DIRECTIONS FOR THIS TASK: What is needed is an exact reproduction of the lines in the records below, starting at the line with "Query: white cloud" and ending at the line with "Query: round potato slice", both included, and nothing else; pictures stay out.
§
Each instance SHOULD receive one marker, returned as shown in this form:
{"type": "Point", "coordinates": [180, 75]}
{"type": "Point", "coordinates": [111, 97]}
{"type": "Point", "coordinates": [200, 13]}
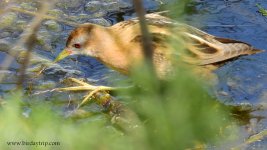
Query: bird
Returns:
{"type": "Point", "coordinates": [120, 46]}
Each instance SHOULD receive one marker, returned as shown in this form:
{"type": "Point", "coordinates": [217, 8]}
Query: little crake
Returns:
{"type": "Point", "coordinates": [119, 46]}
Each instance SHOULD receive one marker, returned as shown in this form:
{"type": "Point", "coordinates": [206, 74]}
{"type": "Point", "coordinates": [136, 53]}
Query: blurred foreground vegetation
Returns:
{"type": "Point", "coordinates": [173, 114]}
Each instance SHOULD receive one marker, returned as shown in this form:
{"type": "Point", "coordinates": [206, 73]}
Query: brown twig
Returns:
{"type": "Point", "coordinates": [146, 39]}
{"type": "Point", "coordinates": [29, 40]}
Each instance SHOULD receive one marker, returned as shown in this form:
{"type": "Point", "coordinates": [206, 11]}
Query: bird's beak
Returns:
{"type": "Point", "coordinates": [65, 53]}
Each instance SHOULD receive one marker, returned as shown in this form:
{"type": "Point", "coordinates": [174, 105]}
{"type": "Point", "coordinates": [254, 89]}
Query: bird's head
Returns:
{"type": "Point", "coordinates": [79, 42]}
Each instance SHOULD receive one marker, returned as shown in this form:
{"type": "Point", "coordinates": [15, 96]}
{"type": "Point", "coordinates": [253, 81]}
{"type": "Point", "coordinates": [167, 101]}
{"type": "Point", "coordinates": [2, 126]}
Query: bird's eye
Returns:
{"type": "Point", "coordinates": [77, 45]}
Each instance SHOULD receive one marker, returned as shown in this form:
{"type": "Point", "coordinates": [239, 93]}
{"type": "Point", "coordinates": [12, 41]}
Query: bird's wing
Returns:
{"type": "Point", "coordinates": [203, 48]}
{"type": "Point", "coordinates": [200, 47]}
{"type": "Point", "coordinates": [208, 49]}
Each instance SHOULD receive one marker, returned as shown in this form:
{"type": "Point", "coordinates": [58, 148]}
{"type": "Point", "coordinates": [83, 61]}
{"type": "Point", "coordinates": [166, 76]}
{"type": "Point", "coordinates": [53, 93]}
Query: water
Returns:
{"type": "Point", "coordinates": [241, 81]}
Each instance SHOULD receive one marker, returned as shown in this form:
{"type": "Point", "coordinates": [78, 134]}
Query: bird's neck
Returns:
{"type": "Point", "coordinates": [111, 50]}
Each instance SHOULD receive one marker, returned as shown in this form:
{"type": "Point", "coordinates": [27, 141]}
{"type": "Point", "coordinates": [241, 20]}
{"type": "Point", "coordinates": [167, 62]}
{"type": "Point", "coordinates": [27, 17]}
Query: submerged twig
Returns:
{"type": "Point", "coordinates": [146, 39]}
{"type": "Point", "coordinates": [29, 40]}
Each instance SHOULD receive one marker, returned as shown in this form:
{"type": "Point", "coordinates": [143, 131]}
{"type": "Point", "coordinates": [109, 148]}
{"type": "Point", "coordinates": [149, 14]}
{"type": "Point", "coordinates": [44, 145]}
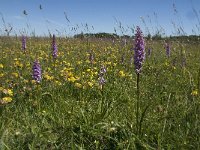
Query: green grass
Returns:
{"type": "Point", "coordinates": [55, 114]}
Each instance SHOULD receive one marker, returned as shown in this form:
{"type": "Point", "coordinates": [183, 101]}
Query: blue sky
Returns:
{"type": "Point", "coordinates": [100, 16]}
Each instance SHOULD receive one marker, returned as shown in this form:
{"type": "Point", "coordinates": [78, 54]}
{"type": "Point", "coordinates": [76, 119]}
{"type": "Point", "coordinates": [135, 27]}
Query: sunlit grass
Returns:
{"type": "Point", "coordinates": [69, 109]}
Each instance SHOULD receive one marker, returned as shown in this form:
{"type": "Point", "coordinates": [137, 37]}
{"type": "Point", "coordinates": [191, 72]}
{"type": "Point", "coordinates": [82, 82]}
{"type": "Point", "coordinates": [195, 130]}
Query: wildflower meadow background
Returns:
{"type": "Point", "coordinates": [107, 92]}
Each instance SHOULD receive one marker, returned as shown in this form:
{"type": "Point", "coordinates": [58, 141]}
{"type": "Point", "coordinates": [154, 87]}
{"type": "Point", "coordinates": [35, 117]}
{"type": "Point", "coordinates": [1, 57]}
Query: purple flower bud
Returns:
{"type": "Point", "coordinates": [37, 72]}
{"type": "Point", "coordinates": [149, 51]}
{"type": "Point", "coordinates": [167, 47]}
{"type": "Point", "coordinates": [91, 57]}
{"type": "Point", "coordinates": [102, 71]}
{"type": "Point", "coordinates": [139, 50]}
{"type": "Point", "coordinates": [54, 48]}
{"type": "Point", "coordinates": [102, 81]}
{"type": "Point", "coordinates": [23, 43]}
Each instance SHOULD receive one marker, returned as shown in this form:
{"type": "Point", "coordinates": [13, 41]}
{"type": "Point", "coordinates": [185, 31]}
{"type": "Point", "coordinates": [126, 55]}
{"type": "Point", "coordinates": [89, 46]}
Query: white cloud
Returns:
{"type": "Point", "coordinates": [18, 17]}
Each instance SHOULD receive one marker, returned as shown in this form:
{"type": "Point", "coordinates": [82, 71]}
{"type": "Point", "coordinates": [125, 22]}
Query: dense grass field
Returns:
{"type": "Point", "coordinates": [69, 109]}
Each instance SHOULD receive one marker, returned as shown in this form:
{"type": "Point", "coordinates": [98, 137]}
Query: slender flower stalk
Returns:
{"type": "Point", "coordinates": [139, 56]}
{"type": "Point", "coordinates": [139, 50]}
{"type": "Point", "coordinates": [23, 43]}
{"type": "Point", "coordinates": [102, 80]}
{"type": "Point", "coordinates": [54, 48]}
{"type": "Point", "coordinates": [167, 47]}
{"type": "Point", "coordinates": [149, 52]}
{"type": "Point", "coordinates": [37, 72]}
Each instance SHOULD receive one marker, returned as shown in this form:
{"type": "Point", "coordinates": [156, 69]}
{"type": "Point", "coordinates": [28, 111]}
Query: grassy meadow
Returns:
{"type": "Point", "coordinates": [69, 109]}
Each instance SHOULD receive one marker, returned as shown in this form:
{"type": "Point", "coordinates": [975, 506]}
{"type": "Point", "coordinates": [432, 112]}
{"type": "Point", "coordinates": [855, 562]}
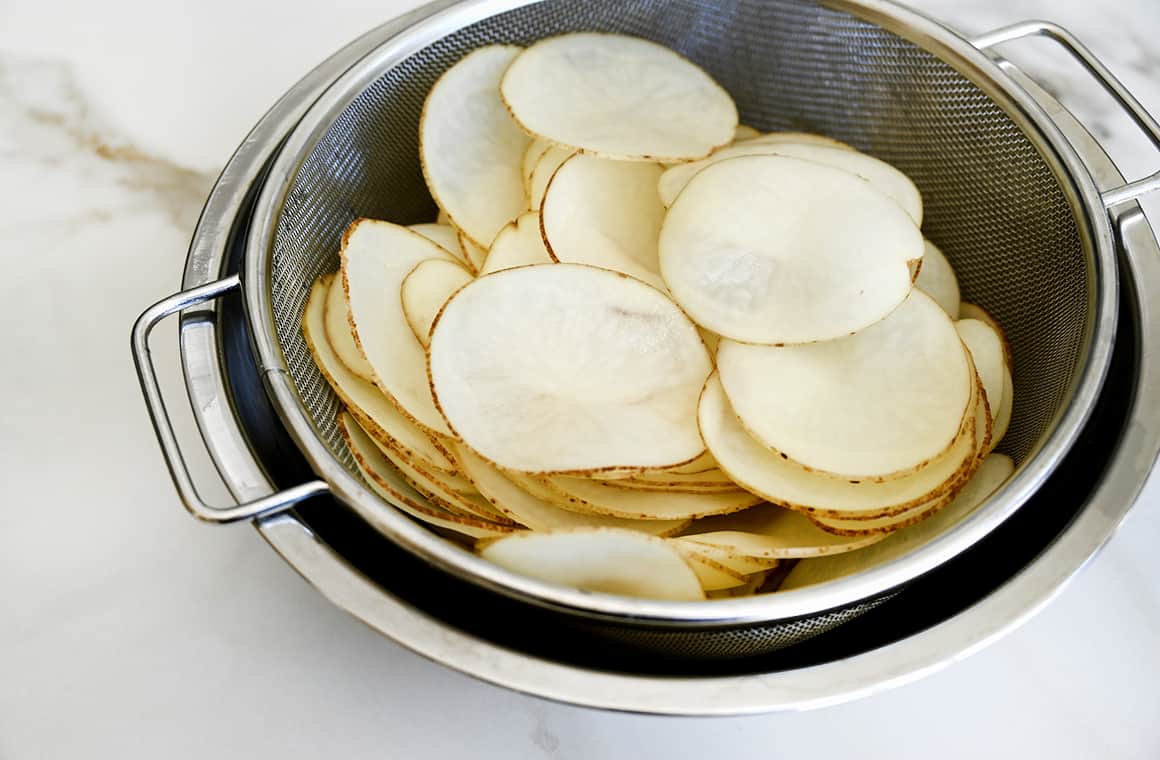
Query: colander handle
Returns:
{"type": "Point", "coordinates": [162, 425]}
{"type": "Point", "coordinates": [1080, 52]}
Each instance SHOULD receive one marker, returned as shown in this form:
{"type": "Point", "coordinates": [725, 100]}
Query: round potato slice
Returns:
{"type": "Point", "coordinates": [446, 237]}
{"type": "Point", "coordinates": [520, 244]}
{"type": "Point", "coordinates": [986, 349]}
{"type": "Point", "coordinates": [392, 487]}
{"type": "Point", "coordinates": [600, 559]}
{"type": "Point", "coordinates": [773, 533]}
{"type": "Point", "coordinates": [567, 369]}
{"type": "Point", "coordinates": [753, 251]}
{"type": "Point", "coordinates": [872, 406]}
{"type": "Point", "coordinates": [376, 257]}
{"type": "Point", "coordinates": [994, 470]}
{"type": "Point", "coordinates": [469, 146]}
{"type": "Point", "coordinates": [375, 413]}
{"type": "Point", "coordinates": [538, 514]}
{"type": "Point", "coordinates": [620, 98]}
{"type": "Point", "coordinates": [587, 496]}
{"type": "Point", "coordinates": [542, 175]}
{"type": "Point", "coordinates": [789, 485]}
{"type": "Point", "coordinates": [604, 214]}
{"type": "Point", "coordinates": [937, 280]}
{"type": "Point", "coordinates": [340, 335]}
{"type": "Point", "coordinates": [425, 291]}
{"type": "Point", "coordinates": [881, 175]}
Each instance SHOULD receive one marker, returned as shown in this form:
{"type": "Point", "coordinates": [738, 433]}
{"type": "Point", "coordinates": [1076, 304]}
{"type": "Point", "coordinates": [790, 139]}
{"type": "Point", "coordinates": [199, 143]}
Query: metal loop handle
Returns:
{"type": "Point", "coordinates": [162, 425]}
{"type": "Point", "coordinates": [1080, 52]}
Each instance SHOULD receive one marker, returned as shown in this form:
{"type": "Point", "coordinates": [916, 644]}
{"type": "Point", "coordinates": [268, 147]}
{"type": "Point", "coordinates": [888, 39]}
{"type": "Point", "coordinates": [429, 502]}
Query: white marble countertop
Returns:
{"type": "Point", "coordinates": [129, 630]}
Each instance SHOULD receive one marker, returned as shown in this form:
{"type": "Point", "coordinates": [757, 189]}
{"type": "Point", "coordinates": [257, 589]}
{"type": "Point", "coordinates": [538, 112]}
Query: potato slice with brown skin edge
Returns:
{"type": "Point", "coordinates": [541, 369]}
{"type": "Point", "coordinates": [425, 291]}
{"type": "Point", "coordinates": [374, 412]}
{"type": "Point", "coordinates": [600, 559]}
{"type": "Point", "coordinates": [390, 486]}
{"type": "Point", "coordinates": [992, 473]}
{"type": "Point", "coordinates": [526, 508]}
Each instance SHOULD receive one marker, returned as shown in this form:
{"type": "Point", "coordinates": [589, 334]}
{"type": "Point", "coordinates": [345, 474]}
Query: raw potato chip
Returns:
{"type": "Point", "coordinates": [604, 214]}
{"type": "Point", "coordinates": [376, 257]}
{"type": "Point", "coordinates": [390, 485]}
{"type": "Point", "coordinates": [568, 369]}
{"type": "Point", "coordinates": [937, 280]}
{"type": "Point", "coordinates": [601, 559]}
{"type": "Point", "coordinates": [375, 413]}
{"type": "Point", "coordinates": [520, 244]}
{"type": "Point", "coordinates": [994, 470]}
{"type": "Point", "coordinates": [339, 333]}
{"type": "Point", "coordinates": [876, 405]}
{"type": "Point", "coordinates": [425, 291]}
{"type": "Point", "coordinates": [620, 98]}
{"type": "Point", "coordinates": [774, 250]}
{"type": "Point", "coordinates": [881, 175]}
{"type": "Point", "coordinates": [470, 147]}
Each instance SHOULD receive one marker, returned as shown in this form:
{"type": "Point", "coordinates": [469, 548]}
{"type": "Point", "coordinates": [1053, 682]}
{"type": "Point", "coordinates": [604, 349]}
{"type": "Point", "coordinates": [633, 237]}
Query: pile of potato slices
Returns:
{"type": "Point", "coordinates": [647, 350]}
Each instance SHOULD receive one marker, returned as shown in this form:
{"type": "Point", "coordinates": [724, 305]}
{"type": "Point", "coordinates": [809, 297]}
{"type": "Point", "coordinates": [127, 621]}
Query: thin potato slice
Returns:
{"type": "Point", "coordinates": [378, 415]}
{"type": "Point", "coordinates": [604, 214]}
{"type": "Point", "coordinates": [771, 533]}
{"type": "Point", "coordinates": [446, 237]}
{"type": "Point", "coordinates": [994, 470]}
{"type": "Point", "coordinates": [542, 175]}
{"type": "Point", "coordinates": [520, 244]}
{"type": "Point", "coordinates": [872, 406]}
{"type": "Point", "coordinates": [521, 506]}
{"type": "Point", "coordinates": [600, 559]}
{"type": "Point", "coordinates": [587, 496]}
{"type": "Point", "coordinates": [425, 291]}
{"type": "Point", "coordinates": [937, 280]}
{"type": "Point", "coordinates": [339, 333]}
{"type": "Point", "coordinates": [566, 369]}
{"type": "Point", "coordinates": [752, 251]}
{"type": "Point", "coordinates": [469, 146]}
{"type": "Point", "coordinates": [882, 176]}
{"type": "Point", "coordinates": [620, 98]}
{"type": "Point", "coordinates": [789, 485]}
{"type": "Point", "coordinates": [382, 477]}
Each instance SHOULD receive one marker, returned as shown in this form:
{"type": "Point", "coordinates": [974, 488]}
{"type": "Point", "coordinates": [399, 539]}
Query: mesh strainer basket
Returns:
{"type": "Point", "coordinates": [1005, 197]}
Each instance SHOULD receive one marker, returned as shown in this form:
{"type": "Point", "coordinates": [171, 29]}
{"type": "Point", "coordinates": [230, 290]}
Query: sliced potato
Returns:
{"type": "Point", "coordinates": [339, 333]}
{"type": "Point", "coordinates": [995, 470]}
{"type": "Point", "coordinates": [521, 506]}
{"type": "Point", "coordinates": [375, 413]}
{"type": "Point", "coordinates": [882, 176]}
{"type": "Point", "coordinates": [872, 406]}
{"type": "Point", "coordinates": [469, 146]}
{"type": "Point", "coordinates": [382, 477]}
{"type": "Point", "coordinates": [600, 559]}
{"type": "Point", "coordinates": [771, 533]}
{"type": "Point", "coordinates": [542, 174]}
{"type": "Point", "coordinates": [587, 496]}
{"type": "Point", "coordinates": [446, 237]}
{"type": "Point", "coordinates": [520, 244]}
{"type": "Point", "coordinates": [376, 257]}
{"type": "Point", "coordinates": [568, 369]}
{"type": "Point", "coordinates": [620, 98]}
{"type": "Point", "coordinates": [752, 251]}
{"type": "Point", "coordinates": [789, 485]}
{"type": "Point", "coordinates": [937, 280]}
{"type": "Point", "coordinates": [426, 289]}
{"type": "Point", "coordinates": [604, 214]}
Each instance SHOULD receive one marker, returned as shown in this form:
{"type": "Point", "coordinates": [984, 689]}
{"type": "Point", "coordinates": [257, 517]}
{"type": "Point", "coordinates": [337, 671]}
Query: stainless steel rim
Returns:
{"type": "Point", "coordinates": [905, 661]}
{"type": "Point", "coordinates": [443, 17]}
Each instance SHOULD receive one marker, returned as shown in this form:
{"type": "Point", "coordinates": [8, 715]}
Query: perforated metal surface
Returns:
{"type": "Point", "coordinates": [991, 201]}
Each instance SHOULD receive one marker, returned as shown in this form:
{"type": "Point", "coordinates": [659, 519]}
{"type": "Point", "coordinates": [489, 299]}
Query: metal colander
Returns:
{"type": "Point", "coordinates": [1003, 198]}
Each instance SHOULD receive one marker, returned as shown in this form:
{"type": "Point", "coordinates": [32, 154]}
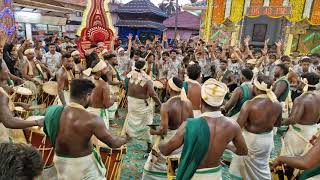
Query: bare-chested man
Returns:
{"type": "Point", "coordinates": [140, 105]}
{"type": "Point", "coordinates": [34, 71]}
{"type": "Point", "coordinates": [257, 118]}
{"type": "Point", "coordinates": [240, 95]}
{"type": "Point", "coordinates": [193, 87]}
{"type": "Point", "coordinates": [70, 129]}
{"type": "Point", "coordinates": [115, 82]}
{"type": "Point", "coordinates": [64, 78]}
{"type": "Point", "coordinates": [78, 67]}
{"type": "Point", "coordinates": [303, 118]}
{"type": "Point", "coordinates": [173, 113]}
{"type": "Point", "coordinates": [309, 162]}
{"type": "Point", "coordinates": [101, 98]}
{"type": "Point", "coordinates": [281, 88]}
{"type": "Point", "coordinates": [6, 117]}
{"type": "Point", "coordinates": [205, 138]}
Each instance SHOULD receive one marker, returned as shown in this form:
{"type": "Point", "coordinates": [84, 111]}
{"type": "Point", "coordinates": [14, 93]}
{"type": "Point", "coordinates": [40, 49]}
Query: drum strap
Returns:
{"type": "Point", "coordinates": [10, 103]}
{"type": "Point", "coordinates": [76, 105]}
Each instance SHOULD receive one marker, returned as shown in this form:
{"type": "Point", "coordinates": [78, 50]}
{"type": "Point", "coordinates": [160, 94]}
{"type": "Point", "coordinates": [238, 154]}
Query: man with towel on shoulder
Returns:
{"type": "Point", "coordinates": [257, 118]}
{"type": "Point", "coordinates": [70, 129]}
{"type": "Point", "coordinates": [205, 138]}
{"type": "Point", "coordinates": [101, 96]}
{"type": "Point", "coordinates": [172, 113]}
{"type": "Point", "coordinates": [192, 87]}
{"type": "Point", "coordinates": [64, 78]}
{"type": "Point", "coordinates": [33, 72]}
{"type": "Point", "coordinates": [303, 118]}
{"type": "Point", "coordinates": [6, 116]}
{"type": "Point", "coordinates": [78, 66]}
{"type": "Point", "coordinates": [140, 111]}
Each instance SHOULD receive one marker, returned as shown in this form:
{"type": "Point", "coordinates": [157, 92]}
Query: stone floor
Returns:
{"type": "Point", "coordinates": [134, 161]}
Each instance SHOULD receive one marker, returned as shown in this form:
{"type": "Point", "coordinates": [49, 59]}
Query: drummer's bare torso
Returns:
{"type": "Point", "coordinates": [62, 77]}
{"type": "Point", "coordinates": [99, 94]}
{"type": "Point", "coordinates": [34, 69]}
{"type": "Point", "coordinates": [76, 127]}
{"type": "Point", "coordinates": [177, 110]}
{"type": "Point", "coordinates": [194, 95]}
{"type": "Point", "coordinates": [306, 108]}
{"type": "Point", "coordinates": [222, 131]}
{"type": "Point", "coordinates": [260, 115]}
{"type": "Point", "coordinates": [138, 91]}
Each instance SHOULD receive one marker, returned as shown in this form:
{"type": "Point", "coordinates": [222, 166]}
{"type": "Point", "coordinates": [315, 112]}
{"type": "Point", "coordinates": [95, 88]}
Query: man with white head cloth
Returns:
{"type": "Point", "coordinates": [173, 113]}
{"type": "Point", "coordinates": [101, 98]}
{"type": "Point", "coordinates": [257, 118]}
{"type": "Point", "coordinates": [140, 110]}
{"type": "Point", "coordinates": [205, 138]}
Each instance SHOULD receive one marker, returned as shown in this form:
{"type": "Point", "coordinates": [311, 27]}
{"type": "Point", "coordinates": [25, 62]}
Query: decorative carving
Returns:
§
RESPONSE FOR THIS EXERCISE:
Query: white cloud
Returns:
{"type": "Point", "coordinates": [18, 17]}
Each instance SHOULD receive one marker, returned as shown in this form:
{"type": "Point", "coordinates": [82, 71]}
{"type": "Point", "coordinates": [125, 22]}
Query: dense grass field
Returns:
{"type": "Point", "coordinates": [69, 109]}
Each instance SHOULD receive one marker, returned as shown in this form:
{"type": "Point", "coordinates": [98, 137]}
Query: slender flower stalk
Returns:
{"type": "Point", "coordinates": [139, 56]}
{"type": "Point", "coordinates": [139, 50]}
{"type": "Point", "coordinates": [23, 43]}
{"type": "Point", "coordinates": [102, 80]}
{"type": "Point", "coordinates": [54, 48]}
{"type": "Point", "coordinates": [167, 47]}
{"type": "Point", "coordinates": [149, 52]}
{"type": "Point", "coordinates": [37, 72]}
Each instance SHOULD receive one marker, returned as shown in this form:
{"type": "Point", "coordinates": [156, 69]}
{"type": "Point", "coordinates": [28, 111]}
Query: grassy meadow
Returns:
{"type": "Point", "coordinates": [69, 109]}
Each instance SHOULD receive one marker, returned as shown in this form:
{"type": "Point", "coordinates": [975, 506]}
{"type": "Point", "coordinates": [432, 112]}
{"type": "Point", "coordinates": [855, 562]}
Query: colander handle
Returns:
{"type": "Point", "coordinates": [162, 425]}
{"type": "Point", "coordinates": [1080, 52]}
Each instance SHOULD receive one marker, returned as shown in this form:
{"type": "Point", "coordinates": [725, 100]}
Query: round potato slice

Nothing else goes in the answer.